Given task
Would you retype all of these records exactly?

Data
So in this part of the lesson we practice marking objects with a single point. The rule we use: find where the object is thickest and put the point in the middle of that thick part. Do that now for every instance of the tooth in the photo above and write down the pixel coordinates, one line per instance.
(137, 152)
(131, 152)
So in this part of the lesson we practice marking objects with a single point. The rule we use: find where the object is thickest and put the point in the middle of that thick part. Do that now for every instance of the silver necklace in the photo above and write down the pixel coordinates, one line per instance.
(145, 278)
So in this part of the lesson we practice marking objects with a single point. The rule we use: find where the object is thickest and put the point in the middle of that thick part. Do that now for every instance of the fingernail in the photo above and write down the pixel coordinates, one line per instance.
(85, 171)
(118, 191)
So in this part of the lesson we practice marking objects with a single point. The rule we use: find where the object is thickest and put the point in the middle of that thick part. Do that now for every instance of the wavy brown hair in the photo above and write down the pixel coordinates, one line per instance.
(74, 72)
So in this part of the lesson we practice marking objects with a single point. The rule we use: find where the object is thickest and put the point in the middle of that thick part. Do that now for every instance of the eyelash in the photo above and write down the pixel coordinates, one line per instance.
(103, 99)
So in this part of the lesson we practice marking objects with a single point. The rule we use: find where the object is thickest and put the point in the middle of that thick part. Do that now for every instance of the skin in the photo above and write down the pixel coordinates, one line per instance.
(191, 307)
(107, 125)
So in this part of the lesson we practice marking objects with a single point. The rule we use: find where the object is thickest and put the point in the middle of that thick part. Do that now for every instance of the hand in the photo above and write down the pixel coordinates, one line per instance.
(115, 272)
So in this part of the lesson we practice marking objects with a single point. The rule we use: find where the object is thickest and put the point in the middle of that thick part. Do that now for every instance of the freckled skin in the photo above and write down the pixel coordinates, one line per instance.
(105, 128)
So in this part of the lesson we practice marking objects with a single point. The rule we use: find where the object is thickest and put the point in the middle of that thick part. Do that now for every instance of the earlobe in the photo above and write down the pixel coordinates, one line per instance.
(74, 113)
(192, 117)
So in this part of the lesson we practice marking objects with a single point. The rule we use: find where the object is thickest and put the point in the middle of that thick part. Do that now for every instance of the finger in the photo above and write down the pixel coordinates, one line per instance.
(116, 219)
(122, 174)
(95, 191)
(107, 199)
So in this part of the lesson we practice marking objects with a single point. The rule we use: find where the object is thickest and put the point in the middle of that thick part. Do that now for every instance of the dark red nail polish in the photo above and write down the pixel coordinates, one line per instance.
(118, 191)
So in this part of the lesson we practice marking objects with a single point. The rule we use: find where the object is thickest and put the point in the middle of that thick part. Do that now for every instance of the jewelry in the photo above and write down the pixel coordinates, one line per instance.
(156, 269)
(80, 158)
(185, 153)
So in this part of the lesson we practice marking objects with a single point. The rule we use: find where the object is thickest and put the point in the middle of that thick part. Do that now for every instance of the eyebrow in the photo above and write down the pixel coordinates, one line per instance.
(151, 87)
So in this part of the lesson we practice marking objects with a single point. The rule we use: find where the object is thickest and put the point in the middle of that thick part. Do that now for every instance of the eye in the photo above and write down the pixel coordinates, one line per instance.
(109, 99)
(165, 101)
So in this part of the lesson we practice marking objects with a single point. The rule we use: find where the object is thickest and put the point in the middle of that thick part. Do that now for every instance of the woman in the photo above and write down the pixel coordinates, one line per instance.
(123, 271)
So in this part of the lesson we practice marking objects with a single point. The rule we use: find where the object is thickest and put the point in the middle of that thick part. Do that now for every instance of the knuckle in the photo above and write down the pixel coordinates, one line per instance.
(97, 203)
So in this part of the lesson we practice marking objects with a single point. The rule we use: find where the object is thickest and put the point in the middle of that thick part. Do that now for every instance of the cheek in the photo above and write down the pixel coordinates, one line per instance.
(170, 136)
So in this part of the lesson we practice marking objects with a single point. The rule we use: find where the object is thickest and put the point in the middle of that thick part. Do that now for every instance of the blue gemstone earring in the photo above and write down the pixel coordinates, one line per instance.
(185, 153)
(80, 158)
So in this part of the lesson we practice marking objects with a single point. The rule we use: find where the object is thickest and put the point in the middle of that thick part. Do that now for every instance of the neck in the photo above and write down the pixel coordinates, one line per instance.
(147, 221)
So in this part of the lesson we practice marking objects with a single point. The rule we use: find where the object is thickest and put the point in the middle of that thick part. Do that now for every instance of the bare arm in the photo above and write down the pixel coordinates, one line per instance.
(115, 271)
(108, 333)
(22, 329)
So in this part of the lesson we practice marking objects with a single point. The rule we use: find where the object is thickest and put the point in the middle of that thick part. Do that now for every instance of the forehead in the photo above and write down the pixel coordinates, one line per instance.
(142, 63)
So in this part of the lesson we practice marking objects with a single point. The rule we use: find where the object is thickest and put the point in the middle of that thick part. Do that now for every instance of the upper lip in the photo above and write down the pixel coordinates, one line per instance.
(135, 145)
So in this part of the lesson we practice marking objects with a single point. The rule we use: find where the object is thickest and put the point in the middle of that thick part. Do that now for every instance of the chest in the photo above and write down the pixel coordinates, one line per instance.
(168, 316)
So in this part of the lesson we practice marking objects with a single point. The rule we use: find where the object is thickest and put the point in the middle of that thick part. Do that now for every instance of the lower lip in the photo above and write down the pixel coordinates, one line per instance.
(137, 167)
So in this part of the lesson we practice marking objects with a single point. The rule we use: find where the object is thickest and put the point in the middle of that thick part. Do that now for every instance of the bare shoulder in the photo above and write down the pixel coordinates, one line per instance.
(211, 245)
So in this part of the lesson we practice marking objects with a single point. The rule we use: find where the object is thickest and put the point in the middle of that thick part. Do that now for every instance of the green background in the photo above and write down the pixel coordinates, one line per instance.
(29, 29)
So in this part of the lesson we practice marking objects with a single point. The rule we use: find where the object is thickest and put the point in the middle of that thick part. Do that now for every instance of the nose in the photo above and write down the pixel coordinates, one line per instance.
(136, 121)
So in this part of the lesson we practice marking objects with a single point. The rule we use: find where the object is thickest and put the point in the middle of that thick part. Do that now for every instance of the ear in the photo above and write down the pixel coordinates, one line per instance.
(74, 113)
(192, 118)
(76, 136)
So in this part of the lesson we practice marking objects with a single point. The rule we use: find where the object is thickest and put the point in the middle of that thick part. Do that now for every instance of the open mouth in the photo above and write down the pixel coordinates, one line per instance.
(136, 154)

Task solution
So in this part of the lesson we practice marking objects with a single point. The rule we use: find where the object is thickest and put the point in the middle of that thick part. Do that now for every instance of the tooth in the photo above and write down the pixel coordinates, one line per instance.
(137, 152)
(131, 152)
So in this part of the lesson we practice marking objects with a single point. The rule we use: find where the object is thickest and put the point in the middle of that thick part. Do that now for every instance of the silver necklace in the photo above and write down the pixel coordinates, one line per instance.
(145, 278)
So in this part of the lesson we practice marking objects with a single point. The rule we use: find where the object is thickest and put the point in the middle of that thick part. Do that now for every instance of the fingernail in the photo above and write down the pixel coordinates, one line per instance.
(85, 171)
(118, 191)
So in this part of the lesson we practice marking objects with a single point. The rule we use: find where the object is thickest and put the point in the middle of that thick part. Do that now for every instance of the wavy brown hair in the photo above and write down the pixel coordinates, one line per instance.
(74, 72)
So in this part of the lesson we practice marking objects with a single point. The rule we use: find where the object is thickest and put the point in the middle of that thick part. Do that now for every instance of the eyelash in the photo above and write down the pixel coordinates, one line per instance.
(103, 99)
So in this part of the lesson we practice marking objects with a single point. The rule we use: find where the object is thickest and put the point in the middle of that thick part. Do that now for every instance of the skin in the photo above and write down the pixel coordinates, one line per instance.
(191, 307)
(107, 125)
So in this part of the lesson we practice marking objects with a single point. The rule we use: find where the object is thickest and put the point in the middle of that thick part. Do that now for every instance of the hand in the photo above and write down the pixel coordinates, one line per instance.
(115, 272)
So in this part of the lesson we practice marking objects with a single point. The rule we use: find where the object is thickest and put the point in the middle of that thick part. Do that now for every instance of the freckled skin in the photo above and write down the pixel coordinates, one line per instance.
(105, 128)
So in this part of the lesson we practice marking objects with a single point. The rule we use: find where the object is thickest and put the point in the middle of that thick part. Do that now for every instance of the earlobe in the photo above and write down the pixel coordinates, one line per instance.
(74, 113)
(192, 117)
So in this part of the lesson we practice marking objects with a single point. The rule we use: find where the object is thickest and put the point in the middle of that thick part. Do that now for every instance of the finger in the photo above and write down the pixel coordinates, one line per instance.
(116, 219)
(122, 174)
(95, 191)
(107, 199)
So in this part of the lesson we practice marking objects with a single point. The rule we use: find where the object is thickest and put the point in the middle of that thick part. Do that now for every instance of the dark red nail polish in the photo above and write down the pixel coordinates, one line per instance.
(118, 191)
So in this part of the lesson we practice marking objects with a single point. The rule we use: find where the object is thickest and put the point in the middle of that thick part. Do that now for every instance of the jewelry in the photo above and write down the pixel coordinates, one line per instance.
(156, 269)
(80, 158)
(185, 153)
So in this part of the lesson we practice marking objects with a single point. The rule we use: find where the object is thickest and put the point in the middle of that thick part. Do that now for every instance of the eyebrow in the photo above and write down the pixel coordinates, one line per instance.
(151, 87)
So in this part of the lesson we practice marking objects with a single point. The rule we use: find where the object is thickest and put the point in the middle of that thick part. Do that now for every instance of the eye in the photo above and write down the pixel coordinates, one line per instance.
(109, 99)
(165, 101)
So in this part of the lesson we practice marking objects with a single point. The rule we use: find where the object is thickest and put the point in the middle of that thick part. Do that now for every instance of the woman in the photo above and write down the pixel coordinates, one line per instance.
(123, 271)
So in this part of the lesson we practice marking objects with a single point. The rule we use: find where the object is thickest and put the point in the middle of that thick part. Do that now for every instance of the knuckle in the photo above and write down the pixel coordinates, one line per instance.
(97, 203)
So in this part of the lesson we practice marking objects with a single point. The rule we use: find where the object is thickest and put the point in the middle of that thick part. Do that now for every instance of the cheek in the photo above and write down the pixel coordinates, one line per instance.
(170, 136)
So in this part of the lesson we practice marking objects with a single point. The rule we use: find where the object is thickest and put the point in the middle of that thick part. Do that now for every instance of the blue gemstone earring in the photo above and write down the pixel coordinates, one line per instance.
(185, 153)
(80, 158)
So in this part of the lesson we practice marking objects with a single point. The rule we use: find where the object is thickest and put the point in the middle of that thick part. Do that now for every instance of the neck in the photo above and write down the pixel coordinates, one line per instance.
(147, 221)
So in this part of the lesson we practice marking objects with a single point. The rule we use: find where the object is thickest and put the point in the middle of that thick part. Do that now for every instance of the bare arm in the photo above and write down the pixel coordinates, one line per instance.
(115, 271)
(108, 333)
(22, 329)
So in this part of the lesson we practice marking objects with a single point. The rule we use: find where the object is thickest and put the point in the middle of that thick part. Do that now for every instance of the forehead in the photo above and write down the pixel coordinates, one line per instance.
(142, 63)
So in this part of the lesson we practice marking objects with a single point. The rule we use: find where the object is thickest and put the point in the middle of that thick part. Do that now for every instance of the upper lip in the photo above and write down the pixel coordinates, one line per instance.
(135, 145)
So in this part of the lesson we practice marking objects with a single point. The rule we use: find where the object is thickest and put the point in the middle of that thick part. Do that now for every instance of the chest in the photo above and write down the pixel coordinates, one line per instance.
(168, 316)
So in this part of the lesson we practice marking objects with a single point. The rule we use: find where the object is thickest and put the point in the middle of that thick part. Do that now for every instance of the lower lip in the photo above and write down the pixel coordinates, one line per instance.
(137, 167)
So in this part of the lesson we practice marking objects with a single point. The rule we use: find where the object is thickest and put the point in the middle of that thick part. Do that now for every instance of the bare shoulder in the photo above and write down the pixel coordinates, one line per instance.
(211, 245)
So in this part of the lesson we practice marking objects with a single point. The rule we use: find where the object is thickest and put the point in the middle of that thick part. Do that now for every instance of the green background in the photo above and write down the pixel coordinates, one line per instance.
(29, 29)
So in this part of the lesson we practice marking objects with a single point. The rule we use: find where the object is thickest and put the point in the middle of that thick part. Do that now for every instance of the nose in the photo above and write down the pixel coordinates, one line per instance.
(136, 121)
So in this part of the lesson we practice marking objects with a single point. The rule we use: find where the object is thickest and put the point in the middle of that thick part. Do that now for every instance of the ear in the photo above and write down the pixel coordinates, one line per instance.
(74, 113)
(192, 118)
(76, 136)
So in this part of the lesson we practice marking objects with a single point. The rule we use: find where the object is thickest and put the point in the middle of that thick part. Do that now for every instance of the open mouth in the photo above and write down the pixel coordinates, one line per instance.
(136, 154)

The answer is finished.